Selected passage.
********

Once I was explaining to my wife Rachel something I had read - that black cohosh seeds had no documented dispersal methods other than falling to the ground and hoping for the best. This, in contrast to the many species that are specially adapted for dispersal by wind, birds, adhesion to fur, ants, and so on. By all accounts its dispersal distance is limited to the immediate surroundings of the parent plant except in exceptional circumstances. One scientific account I read described its effective dispersal distance as "0 meters" per year.
When I told this last figure to Rachel she disagreed. Rachel pointed to the dried, bleached flower stems left over from this year's cohosh bloom. They no longer stood shoulder height to us, but were tipped over and hovering practically horizontal to the ground -- scattering the seeds still held in their rattlepod heads at a fairly regular distance of three to four feet from the parent plant.
Regardless, cohosh is not a fast colonizer by seed. Black cohosh is dispersed neither by bird, mammal, reptile, nor wind, except in rare and accidental circumstances.
Perhaps it is this highly regularized dispersal mechanism - measured faithfully every year in cohosh stems, like some archaic measurement unit of rods or fathoms - that is to account for the regular, and highly colonial distribution of individuals within black cohosh populations.
So how long does it take for a four-acre grove of cohosh to arise, presuming a single parent, spreading largely by seed, one to two meters every year or two, tacking in some extra time for these long-lived and large-rooted forest herbs to reach sexual maturity? The math is beyond me, but it takes long enough, I'd presume, to qualify the plants as ancient. Even if the trees aren't "old growth", the black cohosh may be.

********

(Data for grounding objects from natural language)

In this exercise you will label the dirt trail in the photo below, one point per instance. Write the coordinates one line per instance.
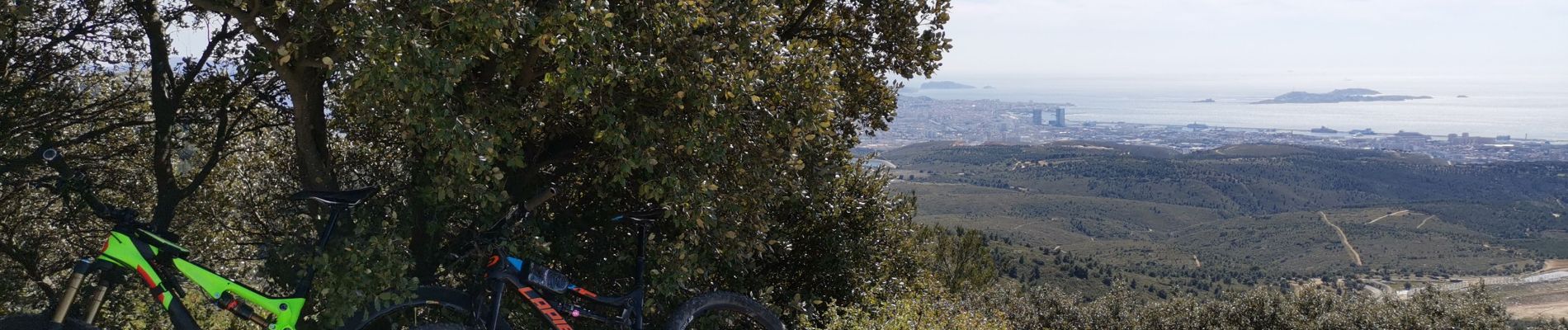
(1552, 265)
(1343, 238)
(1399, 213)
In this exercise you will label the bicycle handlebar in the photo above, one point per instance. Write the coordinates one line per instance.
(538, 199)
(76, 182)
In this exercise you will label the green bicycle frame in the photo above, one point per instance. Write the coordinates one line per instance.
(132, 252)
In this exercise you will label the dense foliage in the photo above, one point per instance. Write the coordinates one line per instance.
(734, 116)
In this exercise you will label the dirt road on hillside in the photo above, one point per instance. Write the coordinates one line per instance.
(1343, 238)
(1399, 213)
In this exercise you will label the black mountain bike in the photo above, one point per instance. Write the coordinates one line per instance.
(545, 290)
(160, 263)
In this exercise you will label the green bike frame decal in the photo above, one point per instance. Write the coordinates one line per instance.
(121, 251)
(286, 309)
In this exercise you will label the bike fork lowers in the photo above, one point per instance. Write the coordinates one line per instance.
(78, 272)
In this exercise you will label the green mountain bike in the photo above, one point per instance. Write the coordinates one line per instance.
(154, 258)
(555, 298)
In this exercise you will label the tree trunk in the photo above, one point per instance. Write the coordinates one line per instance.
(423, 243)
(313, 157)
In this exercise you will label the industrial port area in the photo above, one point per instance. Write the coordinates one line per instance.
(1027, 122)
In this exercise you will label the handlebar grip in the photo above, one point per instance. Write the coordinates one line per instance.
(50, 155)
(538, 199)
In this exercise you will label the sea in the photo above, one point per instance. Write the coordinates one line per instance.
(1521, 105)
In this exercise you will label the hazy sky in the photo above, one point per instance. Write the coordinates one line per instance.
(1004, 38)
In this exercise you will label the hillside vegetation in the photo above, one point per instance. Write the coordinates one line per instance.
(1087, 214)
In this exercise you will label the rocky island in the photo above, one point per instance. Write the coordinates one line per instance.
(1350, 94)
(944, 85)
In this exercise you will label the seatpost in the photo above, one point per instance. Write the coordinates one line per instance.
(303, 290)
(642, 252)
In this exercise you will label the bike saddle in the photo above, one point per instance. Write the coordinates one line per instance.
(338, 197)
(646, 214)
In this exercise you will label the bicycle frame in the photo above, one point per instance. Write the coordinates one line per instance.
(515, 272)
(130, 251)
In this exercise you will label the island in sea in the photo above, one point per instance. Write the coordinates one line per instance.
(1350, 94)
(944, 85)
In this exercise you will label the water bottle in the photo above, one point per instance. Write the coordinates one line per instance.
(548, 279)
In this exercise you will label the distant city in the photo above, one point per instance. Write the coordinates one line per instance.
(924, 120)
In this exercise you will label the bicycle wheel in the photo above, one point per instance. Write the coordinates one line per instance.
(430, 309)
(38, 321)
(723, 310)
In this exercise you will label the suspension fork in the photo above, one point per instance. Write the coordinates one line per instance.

********

Explore the material.
a) According to the black cohosh passage, how far from the parent plant were the tipped-over stems scattering their seeds?
b) Print the stretch of the black cohosh passage from "Perhaps it is" through "black cohosh populations.".
The data plays no part in this work.

Numbered responses.
a) At a fairly regular distance of three to four feet.

b)
Perhaps it is this highly regularized dispersal mechanism - measured faithfully every year in cohosh stems, like some archaic measurement unit of rods or fathoms - that is to account for the regular, and highly colonial distribution of individuals within black cohosh populations.